> EXERCISE DETAILS
Output each record exactly. Leave none out.

> EXTRACTED INFORMATION
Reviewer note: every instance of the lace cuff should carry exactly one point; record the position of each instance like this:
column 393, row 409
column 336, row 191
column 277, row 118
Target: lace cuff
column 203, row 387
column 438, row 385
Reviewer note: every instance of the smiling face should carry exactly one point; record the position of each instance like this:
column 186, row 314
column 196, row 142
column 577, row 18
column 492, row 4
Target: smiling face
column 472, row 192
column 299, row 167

> RESULT
Reviewer note: every instance of the lace cuff should carry exactly one point; record the position of each instance like this:
column 393, row 409
column 336, row 191
column 277, row 118
Target: lace cuff
column 203, row 387
column 438, row 385
Reviewer note: every instance of the smiling face should carry exactly one point; record the position of each instance like this:
column 186, row 314
column 196, row 142
column 577, row 18
column 492, row 4
Target: smiling face
column 472, row 192
column 299, row 167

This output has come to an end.